### WORK INSTRUCTIONS
1. In the passage on revising drafts, list every question Pinker says you may find yourself asking when you reread your own draft.
2. According to the passage on revising drafts, why does it make sense to show a draft to yourself as though you were another person?

### TEXT EXCERPT

When you want to improve a piece of writing, showing it to someone (such as a beta reader) is often a good idea. This doesn’t apply to everything, obviously, but it’s especially valuable for text intended for publication, or when you’re concerned about how the audience will react to what you’ve written.
Steven Pinker, in The Sense of Style (2014), recommends that you also ‘show a draft to yourself’ – preferably having spent time away from it. This too is sound advice. It’s not new, but I like the slant Pinker puts on it, that you should show it to yourself as though you were another person, which, in a sense proportionate to the time that has passed, you are. He says you may find yourself wondering, as he does:
‘What did I mean by that?’ or ‘How does this follow?’ or, all too often, ‘Who wrote this crap?’
I am told there are writers who can tap out a coherent essay in a single pass, at most checking for typos and touching up the punctuation before sending it off for publication. You are probably not one of them.
Pinker doesn’t elaborate on these writers who unspool their text virtually complete, but Charles Darwin came to my mind. He once wrote – where, I can’t recall – that he never studied style but would ‘try to get the subject as clear as I can in my head, and express it in the commonest language which occurs to me. But I generally have to think a good deal before the simplest arrangement occurs to me.’
For most of us mortals, it’s easier to get a rough draft down first and then revise it, sometimes over and over again. Pinker elaborates on his preferred approach:
Most writers polish draft after draft. I rework every sentence a few times before going on to the next, and revise the whole chapter two or three times before I show it to anyone. Then, with feedback in hand, I revise each chapter twice more before circling back and giving the entire book at least two complete passes of polishing. Only then does it go to the copy editor, who starts another couple of rounds of tweaking.
That’s pretty rigorous, but not unusually so for a professional writer – though it varies tremendously at all levels. As a copy editor, I receive some texts polished enough to need only the ‘tweaking’ that Pinker mentions, but it’s more common to receive texts that warrant more involved work.

Records from a data source

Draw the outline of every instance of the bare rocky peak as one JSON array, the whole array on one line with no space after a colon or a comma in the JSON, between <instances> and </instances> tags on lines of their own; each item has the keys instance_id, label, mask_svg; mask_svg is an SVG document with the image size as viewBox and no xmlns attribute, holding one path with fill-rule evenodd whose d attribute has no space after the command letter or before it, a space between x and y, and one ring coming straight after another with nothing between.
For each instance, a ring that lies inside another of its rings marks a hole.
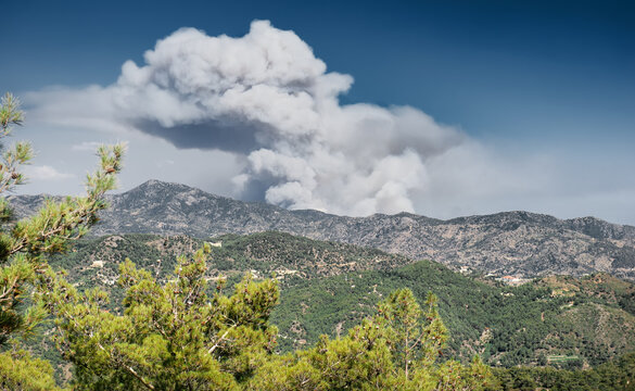
<instances>
[{"instance_id":1,"label":"bare rocky peak","mask_svg":"<svg viewBox=\"0 0 635 391\"><path fill-rule=\"evenodd\" d=\"M16 214L24 216L35 211L43 197L10 200ZM449 220L410 213L345 217L242 202L158 180L110 195L110 201L111 207L101 214L92 235L186 234L208 238L278 230L497 276L607 272L635 279L635 227L594 217L561 220L522 211Z\"/></svg>"}]
</instances>

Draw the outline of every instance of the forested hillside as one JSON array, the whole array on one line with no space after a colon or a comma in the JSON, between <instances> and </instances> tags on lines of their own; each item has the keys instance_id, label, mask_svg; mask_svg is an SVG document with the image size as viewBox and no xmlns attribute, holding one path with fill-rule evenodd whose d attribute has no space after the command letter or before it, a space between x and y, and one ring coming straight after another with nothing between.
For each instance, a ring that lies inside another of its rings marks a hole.
<instances>
[{"instance_id":1,"label":"forested hillside","mask_svg":"<svg viewBox=\"0 0 635 391\"><path fill-rule=\"evenodd\" d=\"M409 213L346 217L242 202L157 180L111 195L110 201L112 205L102 213L94 235L189 235L204 239L276 230L499 277L606 272L635 278L635 227L593 217L561 220L529 212L449 220ZM18 215L27 215L42 202L42 195L11 198Z\"/></svg>"},{"instance_id":2,"label":"forested hillside","mask_svg":"<svg viewBox=\"0 0 635 391\"><path fill-rule=\"evenodd\" d=\"M219 247L211 248L206 278L227 276L231 285L249 272L280 281L280 304L271 321L280 328L282 351L313 345L321 333L343 335L371 314L377 302L404 287L419 301L429 291L439 297L450 333L449 356L480 354L491 365L508 367L586 367L635 349L635 289L609 275L548 277L515 288L430 261L288 234L208 241ZM161 280L174 269L177 255L202 242L187 236L107 236L81 241L51 264L66 268L69 280L82 289L100 286L120 298L115 281L126 257Z\"/></svg>"}]
</instances>

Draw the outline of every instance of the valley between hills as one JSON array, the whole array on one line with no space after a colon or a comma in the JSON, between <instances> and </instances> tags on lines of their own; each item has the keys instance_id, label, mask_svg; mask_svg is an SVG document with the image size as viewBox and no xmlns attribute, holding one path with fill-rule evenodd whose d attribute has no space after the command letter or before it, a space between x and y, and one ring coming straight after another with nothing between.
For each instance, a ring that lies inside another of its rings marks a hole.
<instances>
[{"instance_id":1,"label":"valley between hills","mask_svg":"<svg viewBox=\"0 0 635 391\"><path fill-rule=\"evenodd\" d=\"M43 200L10 198L18 216ZM635 351L634 227L528 212L353 218L155 180L109 201L90 236L49 262L80 290L109 292L114 313L122 262L166 281L177 256L207 242L205 278L227 278L227 292L245 274L278 280L270 321L281 353L345 335L401 288L419 302L437 295L450 336L444 355L463 362L478 354L495 368L587 369ZM33 349L61 363L48 338Z\"/></svg>"}]
</instances>

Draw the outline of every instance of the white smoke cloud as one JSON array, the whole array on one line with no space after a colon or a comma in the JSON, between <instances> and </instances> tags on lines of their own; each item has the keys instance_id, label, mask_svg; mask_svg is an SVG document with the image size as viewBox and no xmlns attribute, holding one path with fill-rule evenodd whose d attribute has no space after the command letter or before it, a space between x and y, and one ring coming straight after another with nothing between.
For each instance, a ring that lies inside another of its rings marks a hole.
<instances>
[{"instance_id":1,"label":"white smoke cloud","mask_svg":"<svg viewBox=\"0 0 635 391\"><path fill-rule=\"evenodd\" d=\"M240 38L179 29L144 62L127 61L107 87L31 93L29 115L231 152L245 162L233 178L240 191L347 215L415 212L430 162L468 140L414 108L341 104L353 78L266 21Z\"/></svg>"},{"instance_id":2,"label":"white smoke cloud","mask_svg":"<svg viewBox=\"0 0 635 391\"><path fill-rule=\"evenodd\" d=\"M28 180L65 180L74 178L75 175L61 173L50 165L26 166L25 175Z\"/></svg>"}]
</instances>

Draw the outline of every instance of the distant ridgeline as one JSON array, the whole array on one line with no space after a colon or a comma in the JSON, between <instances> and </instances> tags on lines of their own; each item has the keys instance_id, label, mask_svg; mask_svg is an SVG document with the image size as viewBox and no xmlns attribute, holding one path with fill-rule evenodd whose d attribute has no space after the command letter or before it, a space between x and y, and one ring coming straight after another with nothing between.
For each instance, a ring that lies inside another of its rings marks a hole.
<instances>
[{"instance_id":1,"label":"distant ridgeline","mask_svg":"<svg viewBox=\"0 0 635 391\"><path fill-rule=\"evenodd\" d=\"M134 260L157 278L173 273L175 258L204 240L188 236L116 235L84 240L50 262L65 268L79 289L101 287L120 302L118 264ZM494 366L596 366L635 350L635 286L608 274L581 279L546 277L520 287L466 277L445 266L338 242L280 232L226 235L212 247L208 280L226 276L231 286L245 273L276 276L280 304L271 323L280 330L278 349L315 344L372 314L390 292L409 288L419 302L439 297L449 329L445 354L469 360L479 354ZM113 307L113 311L120 311Z\"/></svg>"},{"instance_id":2,"label":"distant ridgeline","mask_svg":"<svg viewBox=\"0 0 635 391\"><path fill-rule=\"evenodd\" d=\"M25 215L43 197L10 200L17 215ZM454 270L499 278L605 272L635 279L635 227L593 217L560 220L505 212L449 220L408 213L354 218L242 202L156 180L111 195L111 207L101 216L102 222L91 230L94 236L155 234L204 239L276 230L433 260Z\"/></svg>"}]
</instances>

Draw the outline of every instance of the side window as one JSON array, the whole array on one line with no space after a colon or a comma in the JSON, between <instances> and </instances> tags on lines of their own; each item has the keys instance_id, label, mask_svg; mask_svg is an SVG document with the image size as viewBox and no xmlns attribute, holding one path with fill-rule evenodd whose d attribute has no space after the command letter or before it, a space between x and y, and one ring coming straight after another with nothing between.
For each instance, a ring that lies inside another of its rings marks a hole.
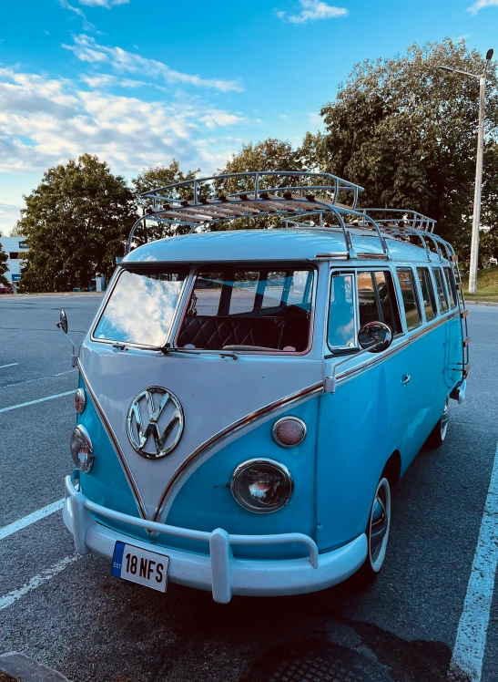
<instances>
[{"instance_id":1,"label":"side window","mask_svg":"<svg viewBox=\"0 0 498 682\"><path fill-rule=\"evenodd\" d=\"M434 292L432 290L431 273L429 272L429 268L418 267L417 274L419 275L419 282L421 284L425 320L430 322L437 315L436 299L434 298Z\"/></svg>"},{"instance_id":2,"label":"side window","mask_svg":"<svg viewBox=\"0 0 498 682\"><path fill-rule=\"evenodd\" d=\"M367 322L385 322L394 334L401 331L389 271L360 272L357 275L360 326Z\"/></svg>"},{"instance_id":3,"label":"side window","mask_svg":"<svg viewBox=\"0 0 498 682\"><path fill-rule=\"evenodd\" d=\"M265 289L261 308L278 308L282 300L285 284L285 272L268 273L266 275Z\"/></svg>"},{"instance_id":4,"label":"side window","mask_svg":"<svg viewBox=\"0 0 498 682\"><path fill-rule=\"evenodd\" d=\"M330 348L355 348L354 274L333 273L330 283L328 343Z\"/></svg>"},{"instance_id":5,"label":"side window","mask_svg":"<svg viewBox=\"0 0 498 682\"><path fill-rule=\"evenodd\" d=\"M419 325L422 325L422 317L419 310L413 273L408 268L403 268L396 270L396 274L401 289L406 326L408 330L414 329Z\"/></svg>"},{"instance_id":6,"label":"side window","mask_svg":"<svg viewBox=\"0 0 498 682\"><path fill-rule=\"evenodd\" d=\"M219 314L223 273L202 273L198 275L196 288L190 302L192 313L215 315Z\"/></svg>"},{"instance_id":7,"label":"side window","mask_svg":"<svg viewBox=\"0 0 498 682\"><path fill-rule=\"evenodd\" d=\"M313 274L309 270L294 270L286 284L288 305L306 307L311 300L311 282Z\"/></svg>"},{"instance_id":8,"label":"side window","mask_svg":"<svg viewBox=\"0 0 498 682\"><path fill-rule=\"evenodd\" d=\"M448 284L448 292L450 294L450 297L452 299L452 308L456 308L458 305L458 299L457 299L457 294L456 294L456 285L455 285L455 280L454 275L452 272L451 267L445 267L444 268L444 276L446 277L446 284Z\"/></svg>"},{"instance_id":9,"label":"side window","mask_svg":"<svg viewBox=\"0 0 498 682\"><path fill-rule=\"evenodd\" d=\"M439 307L442 313L448 312L448 300L446 299L446 289L444 288L444 283L442 281L442 273L441 268L432 268L434 273L434 279L436 281L436 291L439 299Z\"/></svg>"}]
</instances>

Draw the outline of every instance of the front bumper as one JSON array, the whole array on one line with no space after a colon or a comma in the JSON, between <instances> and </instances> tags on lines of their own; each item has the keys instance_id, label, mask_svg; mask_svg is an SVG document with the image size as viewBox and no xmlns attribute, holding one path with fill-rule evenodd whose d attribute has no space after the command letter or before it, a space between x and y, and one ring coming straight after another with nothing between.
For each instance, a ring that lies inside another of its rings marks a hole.
<instances>
[{"instance_id":1,"label":"front bumper","mask_svg":"<svg viewBox=\"0 0 498 682\"><path fill-rule=\"evenodd\" d=\"M92 512L158 533L204 541L209 543L209 555L159 547L130 538L97 523ZM208 590L212 592L215 602L221 604L228 604L232 594L280 596L323 590L352 575L367 555L365 534L340 549L319 554L316 543L302 533L230 535L221 528L205 532L127 516L91 502L75 488L69 476L66 479L63 516L80 554L94 552L111 561L117 540L152 550L169 557L168 577L172 583ZM272 561L235 559L230 548L232 544L286 542L305 544L310 552L309 558Z\"/></svg>"}]
</instances>

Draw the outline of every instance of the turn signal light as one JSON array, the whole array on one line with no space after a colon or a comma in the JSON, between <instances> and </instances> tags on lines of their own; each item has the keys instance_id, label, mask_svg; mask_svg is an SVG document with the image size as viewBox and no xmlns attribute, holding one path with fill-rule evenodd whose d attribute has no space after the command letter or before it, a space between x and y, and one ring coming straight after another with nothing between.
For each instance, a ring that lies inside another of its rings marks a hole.
<instances>
[{"instance_id":1,"label":"turn signal light","mask_svg":"<svg viewBox=\"0 0 498 682\"><path fill-rule=\"evenodd\" d=\"M273 425L272 433L282 448L294 448L306 438L306 424L297 417L282 417Z\"/></svg>"}]
</instances>

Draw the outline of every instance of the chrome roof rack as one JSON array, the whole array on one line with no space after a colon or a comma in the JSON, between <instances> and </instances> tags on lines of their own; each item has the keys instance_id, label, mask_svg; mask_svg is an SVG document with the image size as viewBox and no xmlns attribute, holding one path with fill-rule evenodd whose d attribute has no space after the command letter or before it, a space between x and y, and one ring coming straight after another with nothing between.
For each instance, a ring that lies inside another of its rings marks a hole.
<instances>
[{"instance_id":1,"label":"chrome roof rack","mask_svg":"<svg viewBox=\"0 0 498 682\"><path fill-rule=\"evenodd\" d=\"M422 213L419 213L417 211L412 209L377 209L377 208L364 208L360 209L362 212L367 215L371 213L384 213L387 214L385 218L381 216L375 220L379 224L397 224L400 227L404 225L406 227L412 227L415 230L422 230L422 232L433 232L436 226L436 221L432 218L428 218Z\"/></svg>"},{"instance_id":2,"label":"chrome roof rack","mask_svg":"<svg viewBox=\"0 0 498 682\"><path fill-rule=\"evenodd\" d=\"M238 218L277 216L297 227L310 227L301 221L318 216L320 226L323 217L334 216L335 229L344 237L345 258L391 258L386 237L417 236L428 260L430 249L426 240L435 248L440 260L447 243L434 235L435 221L416 211L381 208L357 208L362 188L330 173L301 170L260 170L245 173L212 175L208 178L176 182L143 192L152 206L133 226L127 243L129 253L137 229L147 222L156 225L166 223L176 228L176 233L198 230L217 230L219 224ZM348 201L348 203L340 202ZM372 213L379 214L375 220ZM327 227L327 226L325 226ZM366 230L378 237L381 253L356 253L350 230ZM330 229L330 228L329 228Z\"/></svg>"}]
</instances>

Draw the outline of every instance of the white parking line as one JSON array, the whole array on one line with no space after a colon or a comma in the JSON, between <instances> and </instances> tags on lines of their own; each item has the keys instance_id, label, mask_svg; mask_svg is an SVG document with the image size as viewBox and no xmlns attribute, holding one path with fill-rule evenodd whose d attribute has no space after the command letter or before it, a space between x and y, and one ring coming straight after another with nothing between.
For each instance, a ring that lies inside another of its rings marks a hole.
<instances>
[{"instance_id":1,"label":"white parking line","mask_svg":"<svg viewBox=\"0 0 498 682\"><path fill-rule=\"evenodd\" d=\"M64 500L65 498L62 498L62 500L57 500L56 502L47 504L46 507L43 507L37 512L33 512L32 514L28 514L27 516L24 516L22 519L19 519L19 521L15 521L13 523L9 523L8 526L0 528L0 540L4 540L4 538L7 538L9 535L17 532L17 531L21 531L23 528L30 526L36 521L45 519L46 516L49 516L55 512L58 512L59 509L62 509L64 506Z\"/></svg>"},{"instance_id":2,"label":"white parking line","mask_svg":"<svg viewBox=\"0 0 498 682\"><path fill-rule=\"evenodd\" d=\"M19 405L11 405L10 408L2 408L1 412L9 412L11 409L18 409L19 408L25 408L28 405L35 405L36 403L43 403L46 400L55 400L56 398L62 398L63 396L70 396L75 391L66 391L66 393L56 393L55 396L47 396L46 398L38 398L37 400L30 400L27 403L19 403Z\"/></svg>"},{"instance_id":3,"label":"white parking line","mask_svg":"<svg viewBox=\"0 0 498 682\"><path fill-rule=\"evenodd\" d=\"M449 680L480 682L498 564L498 445L473 563L458 624Z\"/></svg>"},{"instance_id":4,"label":"white parking line","mask_svg":"<svg viewBox=\"0 0 498 682\"><path fill-rule=\"evenodd\" d=\"M12 592L9 592L8 594L0 597L0 611L6 608L7 606L10 606L12 604L16 602L31 590L35 590L44 583L51 580L55 575L60 574L61 571L64 571L66 566L69 565L69 563L72 563L73 562L77 561L79 558L79 554L66 556L65 559L57 562L57 563L50 566L50 568L46 568L45 571L42 571L41 574L38 574L34 578L31 578L31 580L29 580L27 583L25 583L25 584L22 587L19 587L19 589L13 590Z\"/></svg>"},{"instance_id":5,"label":"white parking line","mask_svg":"<svg viewBox=\"0 0 498 682\"><path fill-rule=\"evenodd\" d=\"M58 372L57 374L49 374L46 377L36 377L34 379L25 379L24 381L16 381L14 384L6 384L5 386L3 386L2 388L17 388L18 386L24 386L25 384L32 384L34 381L43 381L44 379L52 379L54 377L64 377L66 374L74 374L76 371L76 367L73 367L73 369L68 369L66 372Z\"/></svg>"}]
</instances>

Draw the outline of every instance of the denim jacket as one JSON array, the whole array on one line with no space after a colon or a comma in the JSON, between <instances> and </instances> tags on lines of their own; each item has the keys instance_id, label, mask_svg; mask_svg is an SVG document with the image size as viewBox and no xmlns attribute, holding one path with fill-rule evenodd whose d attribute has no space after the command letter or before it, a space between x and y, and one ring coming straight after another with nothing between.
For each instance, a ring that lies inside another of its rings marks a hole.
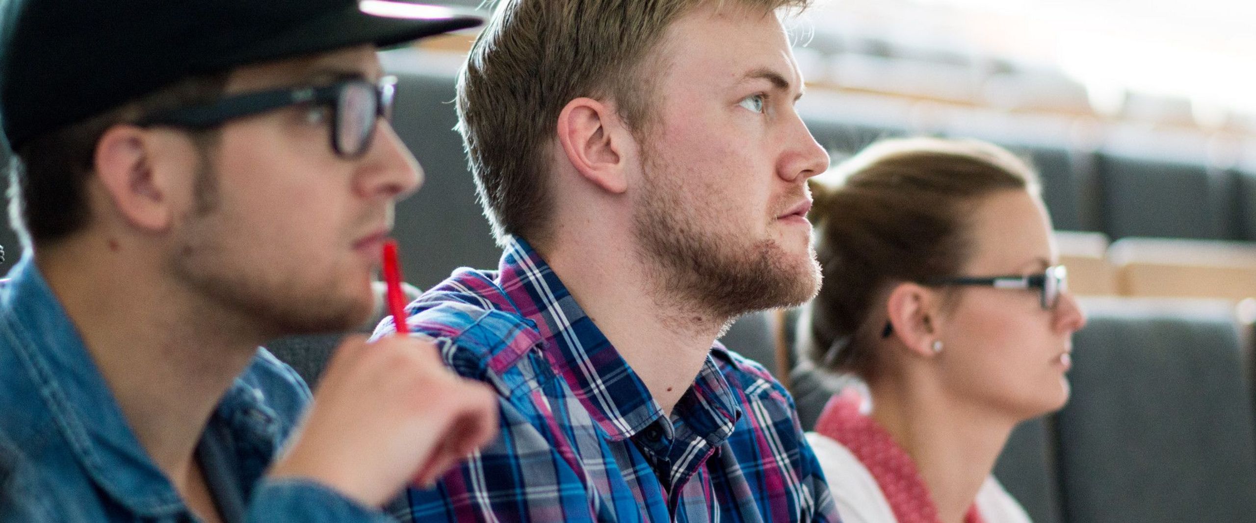
<instances>
[{"instance_id":1,"label":"denim jacket","mask_svg":"<svg viewBox=\"0 0 1256 523\"><path fill-rule=\"evenodd\" d=\"M0 286L0 522L195 522L29 252L9 276ZM263 477L309 396L259 349L220 400L196 452L227 522L391 520L314 482Z\"/></svg>"}]
</instances>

### THE SOLUTIONS
1.
- "What did I mean by that?"
- "How does this follow?"
- "Who wrote this crap?"

2. After time away from a draft, you are in a sense another person, in proportion to the time that has passed. That is why the passage favors Pinker's advice to show the draft to yourself as if you were someone else, preferably after spending time away from it.